◆ Task directions
Please give the data again exactly, with no line dropped.

= Beginning of Section =

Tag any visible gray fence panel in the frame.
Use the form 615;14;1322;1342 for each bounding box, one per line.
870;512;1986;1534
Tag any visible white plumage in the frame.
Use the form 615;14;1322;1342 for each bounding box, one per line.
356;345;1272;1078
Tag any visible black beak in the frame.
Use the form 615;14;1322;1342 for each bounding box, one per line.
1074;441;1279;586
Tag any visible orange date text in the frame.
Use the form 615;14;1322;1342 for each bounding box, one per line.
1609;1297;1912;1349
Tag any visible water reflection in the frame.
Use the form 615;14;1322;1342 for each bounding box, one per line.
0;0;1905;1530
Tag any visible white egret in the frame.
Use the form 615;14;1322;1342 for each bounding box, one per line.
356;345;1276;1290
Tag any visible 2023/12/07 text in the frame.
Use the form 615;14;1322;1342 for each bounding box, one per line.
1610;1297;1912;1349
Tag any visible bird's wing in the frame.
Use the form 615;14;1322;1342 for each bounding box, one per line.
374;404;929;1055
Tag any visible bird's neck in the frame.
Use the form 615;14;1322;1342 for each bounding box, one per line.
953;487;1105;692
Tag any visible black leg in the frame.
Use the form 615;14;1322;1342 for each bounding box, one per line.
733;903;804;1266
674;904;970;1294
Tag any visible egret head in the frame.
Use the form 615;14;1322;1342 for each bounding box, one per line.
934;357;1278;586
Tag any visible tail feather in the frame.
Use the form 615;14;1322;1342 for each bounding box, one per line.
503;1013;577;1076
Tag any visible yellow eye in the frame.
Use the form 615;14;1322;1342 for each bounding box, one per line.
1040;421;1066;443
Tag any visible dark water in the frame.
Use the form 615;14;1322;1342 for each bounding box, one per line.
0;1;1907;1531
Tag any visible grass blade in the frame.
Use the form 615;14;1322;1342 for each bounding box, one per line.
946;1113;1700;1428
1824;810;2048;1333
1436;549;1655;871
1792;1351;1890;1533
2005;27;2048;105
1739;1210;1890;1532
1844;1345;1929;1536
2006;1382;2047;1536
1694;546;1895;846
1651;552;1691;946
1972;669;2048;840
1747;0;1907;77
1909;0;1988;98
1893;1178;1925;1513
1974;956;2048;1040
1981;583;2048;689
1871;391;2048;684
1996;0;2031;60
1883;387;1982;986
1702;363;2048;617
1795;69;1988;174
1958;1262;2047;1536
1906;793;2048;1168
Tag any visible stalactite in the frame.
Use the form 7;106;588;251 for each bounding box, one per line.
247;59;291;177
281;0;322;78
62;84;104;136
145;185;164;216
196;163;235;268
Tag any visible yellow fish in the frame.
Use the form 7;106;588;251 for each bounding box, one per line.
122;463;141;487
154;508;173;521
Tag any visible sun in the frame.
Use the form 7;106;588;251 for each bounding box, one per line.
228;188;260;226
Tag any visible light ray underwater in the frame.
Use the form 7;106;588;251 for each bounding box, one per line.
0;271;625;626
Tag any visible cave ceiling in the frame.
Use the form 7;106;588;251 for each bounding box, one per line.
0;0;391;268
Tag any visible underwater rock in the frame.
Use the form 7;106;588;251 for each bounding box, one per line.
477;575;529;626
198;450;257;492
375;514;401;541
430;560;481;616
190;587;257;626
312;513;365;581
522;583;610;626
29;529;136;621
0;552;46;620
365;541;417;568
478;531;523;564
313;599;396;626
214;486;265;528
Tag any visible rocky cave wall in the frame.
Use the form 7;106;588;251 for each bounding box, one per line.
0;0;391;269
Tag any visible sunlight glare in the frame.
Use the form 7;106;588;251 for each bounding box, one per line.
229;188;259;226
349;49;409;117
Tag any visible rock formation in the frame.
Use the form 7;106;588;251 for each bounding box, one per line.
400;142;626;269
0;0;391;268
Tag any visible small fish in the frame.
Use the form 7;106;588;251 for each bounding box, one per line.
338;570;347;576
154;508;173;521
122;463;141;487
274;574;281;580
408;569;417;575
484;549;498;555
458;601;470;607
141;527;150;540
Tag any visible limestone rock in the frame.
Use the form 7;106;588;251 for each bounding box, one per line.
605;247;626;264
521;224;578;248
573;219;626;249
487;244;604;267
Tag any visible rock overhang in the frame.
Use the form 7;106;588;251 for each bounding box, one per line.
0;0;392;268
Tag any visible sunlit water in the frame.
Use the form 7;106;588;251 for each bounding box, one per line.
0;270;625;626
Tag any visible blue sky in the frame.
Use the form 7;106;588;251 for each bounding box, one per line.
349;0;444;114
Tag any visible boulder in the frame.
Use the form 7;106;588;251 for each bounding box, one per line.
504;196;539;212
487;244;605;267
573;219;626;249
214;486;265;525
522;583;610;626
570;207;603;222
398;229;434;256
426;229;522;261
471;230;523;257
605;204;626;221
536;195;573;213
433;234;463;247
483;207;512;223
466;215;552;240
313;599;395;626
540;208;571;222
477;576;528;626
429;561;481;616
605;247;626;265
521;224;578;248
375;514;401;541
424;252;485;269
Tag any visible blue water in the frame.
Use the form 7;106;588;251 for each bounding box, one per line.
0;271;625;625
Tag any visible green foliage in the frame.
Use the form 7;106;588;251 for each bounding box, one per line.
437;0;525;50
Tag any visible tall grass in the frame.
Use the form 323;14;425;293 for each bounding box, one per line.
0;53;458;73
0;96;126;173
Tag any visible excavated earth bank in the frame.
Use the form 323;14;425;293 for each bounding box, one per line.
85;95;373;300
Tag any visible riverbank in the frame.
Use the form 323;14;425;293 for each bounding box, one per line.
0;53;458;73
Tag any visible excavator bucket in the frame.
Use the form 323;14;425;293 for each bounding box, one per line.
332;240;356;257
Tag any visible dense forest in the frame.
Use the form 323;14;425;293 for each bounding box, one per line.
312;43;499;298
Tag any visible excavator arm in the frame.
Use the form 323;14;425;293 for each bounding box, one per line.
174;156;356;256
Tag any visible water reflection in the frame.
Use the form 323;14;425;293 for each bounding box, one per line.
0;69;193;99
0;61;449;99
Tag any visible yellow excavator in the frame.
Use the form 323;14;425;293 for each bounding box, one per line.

= End of Section =

◆ Written response
Tag any visible gray fence panel in the frame.
Use the form 615;14;1322;1342 for each bounding box, one per line.
870;512;1986;1534
Tag any visible white plumage in the frame.
Use the form 615;14;1322;1342 for each bounding box, one per line.
356;345;1272;1078
Tag any visible black beak in the frame.
Use the form 615;14;1322;1342 for each bounding box, one per line.
1074;441;1279;586
Tag any visible orange date text in the frame.
Use the form 615;14;1322;1342 for each bounding box, one per line.
1609;1297;1912;1349
Tag any visible water reflection in the frame.
Use the form 615;14;1322;1342 for each bounding box, one per line.
0;0;1905;1530
Tag any visible white egret in the frame.
Use the form 615;14;1322;1342 for each bounding box, one per line.
356;345;1276;1290
Tag any visible 2023/12/07 text in the frame.
Use the form 615;14;1322;1342 for each bounding box, one per line.
1610;1297;1912;1349
Tag any visible bird's wing in the frame.
Use the form 615;14;1322;1342 for each bounding box, one per line.
374;404;929;1055
Tag any visible bird's neck in the frame.
Use the form 615;14;1322;1342 for each bounding box, one per line.
953;487;1105;692
Tag any visible black leg in the frame.
Use the form 615;14;1322;1342 for each bounding box, one per line.
733;903;804;1266
674;904;970;1294
Tag any visible egret head in the frame.
Use the form 615;14;1322;1342 for each bounding box, one per line.
934;357;1278;586
Tag any visible tail feather in the frame.
Use the form 615;14;1322;1342 for each bounding box, one per line.
503;1013;577;1076
Tag any visible yellow eye in the frame.
Use the form 615;14;1322;1342 for each bounding box, one per line.
1040;421;1066;443
Tag any visible dark water in the frame.
Use the form 615;14;1322;1342 for each bounding box, one per line.
0;1;1907;1531
Tag any visible grass blade in the frame.
Use the form 615;14;1322;1342 for each bounding box, one per line.
946;1113;1700;1428
1824;810;2048;1333
1436;549;1655;871
1792;1351;1890;1533
2005;27;2048;105
1739;1210;1890;1532
1844;1345;1929;1536
2006;1382;2047;1536
1694;546;1895;846
1651;552;1691;946
1972;669;2048;840
1747;0;1907;77
1909;0;1988;98
1893;1178;1925;1513
1974;956;2048;1040
1981;583;2048;689
1871;391;2048;684
1996;0;2031;60
1883;387;1982;986
1702;363;2048;617
1795;69;1988;174
1958;1262;2047;1536
1906;793;2048;1168
Tag any visible stalactite in the frame.
Use the form 7;106;588;251 for each bounding box, one per line.
247;59;291;177
281;0;322;78
62;84;104;136
145;185;164;216
196;163;235;268
Tag any visible yellow fish in the frame.
Use the form 7;106;588;251 for each bounding box, one per line.
122;463;141;487
154;508;173;521
Tag any visible sun in the frame.
Use the form 7;106;588;251 for each bounding box, one per line.
228;188;260;226
Tag any visible light ray underwater in the frame.
Use the form 7;106;588;251 for each bounding box, one per line.
0;271;625;626
Tag any visible cave ceiling in the frame.
Use the form 7;106;588;251 for each bounding box, one per line.
0;0;391;268
Tag any visible underwater rock in the frame.
Use the form 7;106;588;251 for each bounding box, one per line.
477;575;529;626
198;450;257;492
375;514;401;541
430;560;481;616
190;587;257;626
312;513;365;581
522;583;610;626
29;529;136;621
0;552;46;620
365;541;417;568
478;531;523;564
313;599;396;626
214;486;265;528
Tag any visible rocky cave wall in the frame.
Use the form 7;106;588;251 for each bounding box, one per line.
0;0;391;269
Tag any visible sunlight glare in the frame.
Use the form 7;106;588;251 for each bounding box, one per line.
229;188;259;226
349;49;409;117
Tag any visible rock formation in the frame.
Use the form 7;106;588;251 for each bounding box, one per line.
400;142;626;269
0;0;391;268
Tag any visible small fish in the frame.
Use the form 7;106;588;251 for each bounding box, one per line.
338;570;347;576
154;508;173;521
122;463;141;487
274;574;281;580
408;569;417;575
484;549;498;555
458;601;470;607
141;527;150;540
Tag any visible limestone rock in the frame.
Use the form 7;106;588;251 for each bounding box, one per line.
605;247;626;264
521;224;578;248
573;219;626;249
487;244;604;267
Tag any visible rock overhang in the frame.
Use the form 7;106;588;251 for each bounding box, one per line.
0;0;392;268
Tag any visible sunlit water in the frame.
Use the form 7;106;588;251 for each bounding box, one per line.
0;270;625;626
Tag any visible blue sky in the frame.
Use the form 7;106;588;251 for each bounding box, one per line.
349;0;444;114
Tag any visible boulder in the frame.
Use the form 7;106;588;251 for each bounding box, one per line.
504;196;539;212
487;244;605;267
573;219;626;249
214;486;265;525
522;583;610;626
570;207;603;222
398;229;434;256
426;229;522;261
471;230;523;257
605;204;626;221
536;195;573;213
433;234;463;247
483;207;512;223
466;215;552;240
313;599;395;626
540;208;571;222
477;576;528;626
429;561;481;616
605;247;626;265
521;224;578;248
375;514;401;541
424;252;485;269
Tag any visible blue water in the frame.
Use the form 7;106;588;251 for each bounding box, one per line.
0;271;625;625
Tag any visible green foliage in the frame.
Use the form 7;106;588;251 for each bounding box, one per line.
437;0;525;50
Tag any visible tall grass in the frame.
Use the form 323;14;425;293 for each bounding box, one per line.
0;53;458;73
0;96;126;173
Tag any visible excavated earth bank in the frame.
Use the form 323;14;425;293 for each bounding box, one per line.
85;95;373;300
Tag any visible riverbank in the frame.
Use the form 323;14;425;293 for each bounding box, one per line.
0;53;458;73
Tag any visible excavator bucket in the frame.
Use the form 323;14;425;293 for each bounding box, one per line.
332;240;356;257
Tag any visible dense forest in the frame.
Use the form 323;14;425;293 for each bounding box, one per line.
312;43;499;298
Tag any visible excavator arm in the frame.
Use the form 323;14;425;293 for each bounding box, one per line.
174;156;356;256
Tag any visible water reflection in the frame.
Use the form 323;14;425;293 for each bounding box, one per line.
0;69;193;99
0;61;449;99
Tag any visible yellow excavator in the frame.
Use the form 323;14;425;293 for each bounding box, one per line.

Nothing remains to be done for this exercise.